So I order the Organic Quinoa Salad. Then I shuffle to a booth to marvel at my immaturity …
A Decrepit Ho:
I know this scenario makes me look like a decrepit “ho,” semi-lusting after a forbidden man-child but I re-live it often. It fascinates me as metaphor.
It is a metaphor for all of us – an object lesson to illustrate how old inner scripts unconsciously prevent us from saying yes to what we truly wish to order from the menu of omnipresent life.
I have literally walked on fire; and I won’t ask this guy a simple question because I might blush or stammer or accidentally look at his pants.
And I understand that it doesn’t matter that I didn’t get the Sharky’s meal I wanted. I rather enjoyed the Organic Quinoa Salad. What does matter though, in fact, where the rubber meets the Naked Burrito, is when High School Consciousness interferes with our highest hopes and hearts’ desires.
Sentenced by a Sentence
My inner seventeen-year old surfaced five years ago, when a single remembered sentence threatened to destroy my hope.
I was diagnosed with stage one breast cancer. We scheduled a lumpectomy followed by radiation. Yes, I was concerned about the diagnosis, but I was eager to apply my grown-up spirituality and thrive through the experience. I thought positively, I prayed, I affirmed wholeness. I wore my Spiritual Armor like a shield against fear and it worked great.
Then I went to meet my radiologist.
The moment I pulled into the doctor’s parking lot, I remembered my mother who died of breast cancer when I was a teenager. “The radiation department is the most depressing place in the world,” she said to me.
I don’t remember when she said it or why she said it. I know she said it only that one time. I took this random phrase and held it as inviolate truth for thirty years. This memory of my mother’s words drilled holes in my Spiritual Armor.
Outside the Radiation Center in Oxnard, I started to cry and I couldn’t stop. I was certain I was about to enter the most depressing place in the world. I knew my good times were over. I was sentenced to a life of crushing despair. It had to be true. My mother said so.
Part of the healing looked like a cure. I haven’t heard a peep out of cancer for years.
Just as powerful though, was the healing I received when I began to question my mother’s words about radiation. Maybe she was wrong, I said to myself. Maybe I can re-write this story. Maybe radiation is NOT the most depressing place in the world. In other words, maybe I can let go of my High-School-Consciousness and see radiation anew.

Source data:

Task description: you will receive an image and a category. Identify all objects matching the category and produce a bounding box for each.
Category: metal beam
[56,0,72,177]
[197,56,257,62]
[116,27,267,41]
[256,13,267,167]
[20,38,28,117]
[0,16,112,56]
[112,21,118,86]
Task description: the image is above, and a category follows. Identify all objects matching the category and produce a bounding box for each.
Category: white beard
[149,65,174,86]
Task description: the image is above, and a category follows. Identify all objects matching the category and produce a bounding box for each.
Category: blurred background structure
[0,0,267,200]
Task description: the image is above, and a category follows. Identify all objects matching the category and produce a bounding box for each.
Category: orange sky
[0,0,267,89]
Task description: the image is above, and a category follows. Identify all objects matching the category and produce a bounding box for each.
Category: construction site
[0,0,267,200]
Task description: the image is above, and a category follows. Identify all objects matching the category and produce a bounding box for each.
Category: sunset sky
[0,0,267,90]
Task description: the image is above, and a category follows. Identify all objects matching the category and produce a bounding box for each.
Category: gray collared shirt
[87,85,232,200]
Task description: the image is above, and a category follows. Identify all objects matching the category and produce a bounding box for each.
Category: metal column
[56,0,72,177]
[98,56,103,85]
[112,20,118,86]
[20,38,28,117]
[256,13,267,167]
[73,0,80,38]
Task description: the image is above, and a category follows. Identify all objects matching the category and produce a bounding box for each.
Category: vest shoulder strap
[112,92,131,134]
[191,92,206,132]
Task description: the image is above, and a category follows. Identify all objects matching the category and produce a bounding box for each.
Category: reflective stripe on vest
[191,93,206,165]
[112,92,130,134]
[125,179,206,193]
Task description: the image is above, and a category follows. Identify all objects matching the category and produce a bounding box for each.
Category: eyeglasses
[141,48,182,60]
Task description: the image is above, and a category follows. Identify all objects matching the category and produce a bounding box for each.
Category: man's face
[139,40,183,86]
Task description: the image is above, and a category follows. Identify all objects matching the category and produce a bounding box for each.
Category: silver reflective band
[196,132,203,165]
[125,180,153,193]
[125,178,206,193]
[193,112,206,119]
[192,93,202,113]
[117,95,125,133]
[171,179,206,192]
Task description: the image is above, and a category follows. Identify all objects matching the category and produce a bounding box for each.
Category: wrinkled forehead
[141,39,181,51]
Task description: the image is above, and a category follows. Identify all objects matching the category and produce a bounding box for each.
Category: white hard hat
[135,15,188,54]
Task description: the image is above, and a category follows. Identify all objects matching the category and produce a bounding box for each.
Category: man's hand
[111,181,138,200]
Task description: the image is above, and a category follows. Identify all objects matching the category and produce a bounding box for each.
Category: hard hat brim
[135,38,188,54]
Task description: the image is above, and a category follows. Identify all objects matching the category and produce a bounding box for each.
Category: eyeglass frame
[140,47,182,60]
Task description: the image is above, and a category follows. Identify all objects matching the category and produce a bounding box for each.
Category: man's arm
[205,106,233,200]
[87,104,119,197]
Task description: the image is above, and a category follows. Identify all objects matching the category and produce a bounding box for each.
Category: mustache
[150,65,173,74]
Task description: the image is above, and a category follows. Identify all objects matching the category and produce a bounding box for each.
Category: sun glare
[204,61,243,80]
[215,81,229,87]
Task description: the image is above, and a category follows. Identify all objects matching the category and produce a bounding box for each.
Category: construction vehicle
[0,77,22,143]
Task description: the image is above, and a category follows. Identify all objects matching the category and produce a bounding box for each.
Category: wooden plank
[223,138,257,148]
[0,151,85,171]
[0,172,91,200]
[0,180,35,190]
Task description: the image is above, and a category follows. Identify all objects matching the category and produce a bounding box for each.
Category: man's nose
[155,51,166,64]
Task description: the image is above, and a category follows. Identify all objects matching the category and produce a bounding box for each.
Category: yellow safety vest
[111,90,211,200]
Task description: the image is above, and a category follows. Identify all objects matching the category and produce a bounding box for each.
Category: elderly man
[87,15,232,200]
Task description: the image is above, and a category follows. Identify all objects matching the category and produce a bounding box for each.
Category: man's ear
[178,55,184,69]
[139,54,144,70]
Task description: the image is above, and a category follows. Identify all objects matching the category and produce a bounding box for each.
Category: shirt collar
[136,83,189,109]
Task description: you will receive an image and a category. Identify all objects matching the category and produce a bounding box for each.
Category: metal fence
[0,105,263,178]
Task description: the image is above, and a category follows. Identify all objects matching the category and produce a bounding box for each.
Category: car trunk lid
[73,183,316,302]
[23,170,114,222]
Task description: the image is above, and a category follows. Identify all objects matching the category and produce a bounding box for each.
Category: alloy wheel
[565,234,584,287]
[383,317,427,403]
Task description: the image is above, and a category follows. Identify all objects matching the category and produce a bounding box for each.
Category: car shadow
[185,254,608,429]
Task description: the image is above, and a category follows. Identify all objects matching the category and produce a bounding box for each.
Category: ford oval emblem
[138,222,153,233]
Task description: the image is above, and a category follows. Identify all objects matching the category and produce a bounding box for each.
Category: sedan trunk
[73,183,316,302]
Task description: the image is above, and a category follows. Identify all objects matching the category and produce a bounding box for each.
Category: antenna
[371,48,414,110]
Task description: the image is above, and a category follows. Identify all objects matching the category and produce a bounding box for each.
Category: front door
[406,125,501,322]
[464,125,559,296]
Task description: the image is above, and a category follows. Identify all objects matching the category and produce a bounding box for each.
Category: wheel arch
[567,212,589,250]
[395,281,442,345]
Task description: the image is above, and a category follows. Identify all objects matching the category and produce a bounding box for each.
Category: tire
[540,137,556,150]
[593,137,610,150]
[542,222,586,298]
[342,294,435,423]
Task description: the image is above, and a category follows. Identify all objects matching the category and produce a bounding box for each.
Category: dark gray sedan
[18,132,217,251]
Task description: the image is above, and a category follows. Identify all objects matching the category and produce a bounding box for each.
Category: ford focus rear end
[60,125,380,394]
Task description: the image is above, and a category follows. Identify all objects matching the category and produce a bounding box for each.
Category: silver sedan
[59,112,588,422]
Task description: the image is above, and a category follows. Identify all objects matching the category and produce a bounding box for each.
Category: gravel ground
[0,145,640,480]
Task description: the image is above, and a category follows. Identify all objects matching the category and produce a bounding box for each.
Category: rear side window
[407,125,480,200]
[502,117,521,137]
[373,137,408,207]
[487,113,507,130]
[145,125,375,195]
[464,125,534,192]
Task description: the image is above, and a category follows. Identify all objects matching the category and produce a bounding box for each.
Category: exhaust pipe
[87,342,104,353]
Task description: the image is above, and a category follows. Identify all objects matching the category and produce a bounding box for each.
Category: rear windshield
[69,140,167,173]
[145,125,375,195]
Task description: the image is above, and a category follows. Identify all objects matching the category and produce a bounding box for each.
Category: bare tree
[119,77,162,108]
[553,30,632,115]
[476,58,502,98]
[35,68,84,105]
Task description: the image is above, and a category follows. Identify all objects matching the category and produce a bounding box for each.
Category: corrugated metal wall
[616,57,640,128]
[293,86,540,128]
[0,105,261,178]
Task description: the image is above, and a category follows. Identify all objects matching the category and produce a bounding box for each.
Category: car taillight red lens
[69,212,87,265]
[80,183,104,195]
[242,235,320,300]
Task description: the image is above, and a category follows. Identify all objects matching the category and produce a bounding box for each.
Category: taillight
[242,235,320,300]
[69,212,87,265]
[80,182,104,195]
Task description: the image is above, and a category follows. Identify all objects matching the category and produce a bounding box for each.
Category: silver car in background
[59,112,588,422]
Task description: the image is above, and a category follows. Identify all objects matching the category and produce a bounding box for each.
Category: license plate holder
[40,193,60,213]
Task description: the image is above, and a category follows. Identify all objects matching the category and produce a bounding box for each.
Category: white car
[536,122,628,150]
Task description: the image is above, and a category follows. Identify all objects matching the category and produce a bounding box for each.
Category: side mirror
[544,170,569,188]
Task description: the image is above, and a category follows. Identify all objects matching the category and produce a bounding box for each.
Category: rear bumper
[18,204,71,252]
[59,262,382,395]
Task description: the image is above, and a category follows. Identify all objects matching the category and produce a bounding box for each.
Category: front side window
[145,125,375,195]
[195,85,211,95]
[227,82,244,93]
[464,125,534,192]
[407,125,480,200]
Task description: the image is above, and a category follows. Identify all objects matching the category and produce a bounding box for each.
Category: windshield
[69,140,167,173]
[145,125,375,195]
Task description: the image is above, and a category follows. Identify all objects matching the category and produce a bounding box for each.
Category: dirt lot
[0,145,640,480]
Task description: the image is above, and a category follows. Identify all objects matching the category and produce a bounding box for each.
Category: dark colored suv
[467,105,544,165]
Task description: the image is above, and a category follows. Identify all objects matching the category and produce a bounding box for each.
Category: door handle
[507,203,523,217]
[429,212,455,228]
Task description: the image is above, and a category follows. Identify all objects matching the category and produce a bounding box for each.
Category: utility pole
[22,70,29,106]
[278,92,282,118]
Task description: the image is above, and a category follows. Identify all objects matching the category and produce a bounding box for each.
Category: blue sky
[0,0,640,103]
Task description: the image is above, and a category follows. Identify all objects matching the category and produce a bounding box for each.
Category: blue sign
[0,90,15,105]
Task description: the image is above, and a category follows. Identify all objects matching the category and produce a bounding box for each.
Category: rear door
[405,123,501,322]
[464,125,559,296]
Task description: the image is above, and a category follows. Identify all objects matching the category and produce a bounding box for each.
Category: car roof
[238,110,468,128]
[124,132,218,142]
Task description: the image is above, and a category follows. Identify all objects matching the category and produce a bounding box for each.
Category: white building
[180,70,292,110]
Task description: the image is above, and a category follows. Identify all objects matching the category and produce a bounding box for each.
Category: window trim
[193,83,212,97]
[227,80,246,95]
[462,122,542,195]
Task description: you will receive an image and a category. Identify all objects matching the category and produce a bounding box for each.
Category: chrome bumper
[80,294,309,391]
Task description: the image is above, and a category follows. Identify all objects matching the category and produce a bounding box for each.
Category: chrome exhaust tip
--
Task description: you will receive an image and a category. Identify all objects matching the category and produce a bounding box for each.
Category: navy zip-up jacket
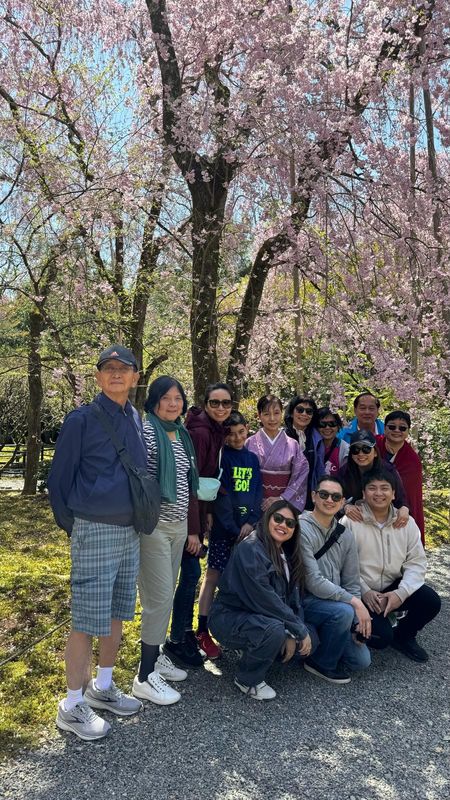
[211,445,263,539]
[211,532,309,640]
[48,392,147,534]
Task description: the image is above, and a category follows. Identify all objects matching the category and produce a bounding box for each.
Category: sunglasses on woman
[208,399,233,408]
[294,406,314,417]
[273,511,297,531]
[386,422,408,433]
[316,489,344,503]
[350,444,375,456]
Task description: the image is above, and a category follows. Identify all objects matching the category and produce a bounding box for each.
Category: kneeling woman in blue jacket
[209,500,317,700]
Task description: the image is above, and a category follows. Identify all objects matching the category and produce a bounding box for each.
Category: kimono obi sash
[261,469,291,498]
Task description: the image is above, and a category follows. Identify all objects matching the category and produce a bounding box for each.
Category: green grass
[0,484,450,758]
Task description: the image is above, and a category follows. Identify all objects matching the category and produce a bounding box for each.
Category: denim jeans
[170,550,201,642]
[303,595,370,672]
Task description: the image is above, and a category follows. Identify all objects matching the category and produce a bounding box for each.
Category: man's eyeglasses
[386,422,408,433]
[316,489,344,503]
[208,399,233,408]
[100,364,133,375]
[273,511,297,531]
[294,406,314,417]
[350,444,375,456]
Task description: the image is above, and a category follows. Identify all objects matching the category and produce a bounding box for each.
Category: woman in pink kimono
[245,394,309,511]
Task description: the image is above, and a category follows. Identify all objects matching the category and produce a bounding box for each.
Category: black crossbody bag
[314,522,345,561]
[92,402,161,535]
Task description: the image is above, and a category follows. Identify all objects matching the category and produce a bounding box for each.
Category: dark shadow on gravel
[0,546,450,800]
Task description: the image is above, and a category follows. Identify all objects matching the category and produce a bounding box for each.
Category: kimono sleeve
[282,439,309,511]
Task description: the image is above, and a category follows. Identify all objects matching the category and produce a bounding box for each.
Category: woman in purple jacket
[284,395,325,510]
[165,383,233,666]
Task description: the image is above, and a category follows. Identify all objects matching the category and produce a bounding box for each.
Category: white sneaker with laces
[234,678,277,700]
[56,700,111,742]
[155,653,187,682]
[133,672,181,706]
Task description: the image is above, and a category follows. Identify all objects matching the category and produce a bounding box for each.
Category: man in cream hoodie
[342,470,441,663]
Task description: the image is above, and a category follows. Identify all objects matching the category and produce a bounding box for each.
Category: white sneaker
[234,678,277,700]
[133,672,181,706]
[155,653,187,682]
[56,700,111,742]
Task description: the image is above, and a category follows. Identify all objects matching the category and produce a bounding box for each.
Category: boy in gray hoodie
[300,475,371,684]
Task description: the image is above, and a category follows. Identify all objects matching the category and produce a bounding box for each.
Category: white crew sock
--
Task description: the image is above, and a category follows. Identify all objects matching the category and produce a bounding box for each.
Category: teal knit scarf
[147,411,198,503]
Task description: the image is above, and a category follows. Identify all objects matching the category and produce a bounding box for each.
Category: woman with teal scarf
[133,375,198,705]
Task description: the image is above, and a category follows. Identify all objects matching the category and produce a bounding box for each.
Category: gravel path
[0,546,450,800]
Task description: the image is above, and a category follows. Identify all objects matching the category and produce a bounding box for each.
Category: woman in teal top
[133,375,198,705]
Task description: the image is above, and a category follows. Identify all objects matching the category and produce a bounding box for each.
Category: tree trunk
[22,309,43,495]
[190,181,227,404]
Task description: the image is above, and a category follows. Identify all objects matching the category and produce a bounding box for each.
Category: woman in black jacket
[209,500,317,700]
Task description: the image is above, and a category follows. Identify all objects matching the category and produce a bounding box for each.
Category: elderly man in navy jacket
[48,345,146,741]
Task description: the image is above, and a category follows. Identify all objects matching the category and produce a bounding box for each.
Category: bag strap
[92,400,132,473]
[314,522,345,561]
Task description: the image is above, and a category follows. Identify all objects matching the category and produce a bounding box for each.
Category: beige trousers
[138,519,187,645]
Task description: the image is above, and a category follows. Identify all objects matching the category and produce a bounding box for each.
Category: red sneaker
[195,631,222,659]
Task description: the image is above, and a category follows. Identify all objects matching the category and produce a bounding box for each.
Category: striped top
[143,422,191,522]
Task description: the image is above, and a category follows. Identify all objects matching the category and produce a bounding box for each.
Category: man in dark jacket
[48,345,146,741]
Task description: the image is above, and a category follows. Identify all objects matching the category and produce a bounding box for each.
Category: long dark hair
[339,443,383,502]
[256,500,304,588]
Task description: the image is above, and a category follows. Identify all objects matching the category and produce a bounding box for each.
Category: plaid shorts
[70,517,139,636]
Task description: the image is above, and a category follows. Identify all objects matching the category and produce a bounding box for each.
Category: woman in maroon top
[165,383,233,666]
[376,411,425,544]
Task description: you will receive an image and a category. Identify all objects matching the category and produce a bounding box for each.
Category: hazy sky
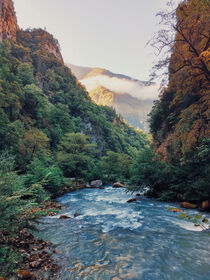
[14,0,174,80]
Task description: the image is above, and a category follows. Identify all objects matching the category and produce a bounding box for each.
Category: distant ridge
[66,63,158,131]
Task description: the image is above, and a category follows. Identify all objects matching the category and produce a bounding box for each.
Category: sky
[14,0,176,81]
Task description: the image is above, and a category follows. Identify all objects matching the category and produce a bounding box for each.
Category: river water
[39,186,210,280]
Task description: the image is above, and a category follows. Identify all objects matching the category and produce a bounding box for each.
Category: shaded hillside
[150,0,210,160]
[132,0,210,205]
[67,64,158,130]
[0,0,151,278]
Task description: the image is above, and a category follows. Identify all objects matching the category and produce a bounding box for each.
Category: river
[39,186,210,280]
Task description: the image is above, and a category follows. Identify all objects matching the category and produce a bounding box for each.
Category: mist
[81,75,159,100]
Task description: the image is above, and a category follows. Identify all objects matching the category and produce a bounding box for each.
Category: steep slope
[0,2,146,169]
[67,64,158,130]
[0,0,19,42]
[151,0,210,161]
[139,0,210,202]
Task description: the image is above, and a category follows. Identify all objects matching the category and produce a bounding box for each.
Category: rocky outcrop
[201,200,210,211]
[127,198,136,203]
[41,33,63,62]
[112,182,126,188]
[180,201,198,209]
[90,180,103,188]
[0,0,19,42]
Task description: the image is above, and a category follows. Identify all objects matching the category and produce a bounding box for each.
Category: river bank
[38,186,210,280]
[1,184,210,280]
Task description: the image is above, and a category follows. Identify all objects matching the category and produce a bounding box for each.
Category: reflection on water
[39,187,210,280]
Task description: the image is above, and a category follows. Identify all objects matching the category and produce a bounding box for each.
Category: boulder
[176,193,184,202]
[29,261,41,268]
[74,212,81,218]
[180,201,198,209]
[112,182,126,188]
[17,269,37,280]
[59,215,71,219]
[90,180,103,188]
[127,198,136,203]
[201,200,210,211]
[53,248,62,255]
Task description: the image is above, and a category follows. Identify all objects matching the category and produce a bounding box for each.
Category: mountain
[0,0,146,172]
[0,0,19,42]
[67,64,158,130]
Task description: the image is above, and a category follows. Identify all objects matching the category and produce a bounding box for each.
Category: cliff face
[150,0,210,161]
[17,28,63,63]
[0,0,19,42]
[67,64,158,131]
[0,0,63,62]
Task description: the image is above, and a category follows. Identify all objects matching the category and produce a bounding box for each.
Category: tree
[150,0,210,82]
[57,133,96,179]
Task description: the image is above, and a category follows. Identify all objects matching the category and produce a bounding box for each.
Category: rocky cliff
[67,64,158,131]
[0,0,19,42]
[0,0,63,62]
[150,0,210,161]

Check your understanding:
**1.** Answer these questions from the essay:
(a) What dish does the writer order?
(b) At what stage was the writer's breast cancer diagnosed?
(c) In what city was the Radiation Center?
**2.** According to the essay, why did the writer start crying outside the Radiation Center? Answer in one to three sentences.
**3.** Retype the part of the essay that begins with the words containing "Outside the Radiation" and ends with "see radiation anew.".
Answer from the essay alone.

Results by task:
**1.**
(a) The Organic Quinoa Salad.
(b) Stage one.
(c) Oxnard.

**2.** The writer remembered the mother saying that the radiation department is the most depressing place in the world, a phrase held as inviolate truth for thirty years. Because of it, the writer was certain of being about to enter the most depressing place in the world and believed the good times were over.

**3.**
Outside the Radiation Center in Oxnard, I started to cry and I couldn’t stop. I was certain I was about to enter the most depressing place in the world. I knew my good times were over. I was sentenced to a life of crushing despair. It had to be true. My mother said so.
Part of the healing looked like a cure. I haven’t heard a peep out of cancer for years.
Just as powerful though, was the healing I received when I began to question my mother’s words about radiation. Maybe she was wrong, I said to myself. Maybe I can re-write this story. Maybe radiation is NOT the most depressing place in the world. In other words, maybe I can let go of my High-School-Consciousness and see radiation anew.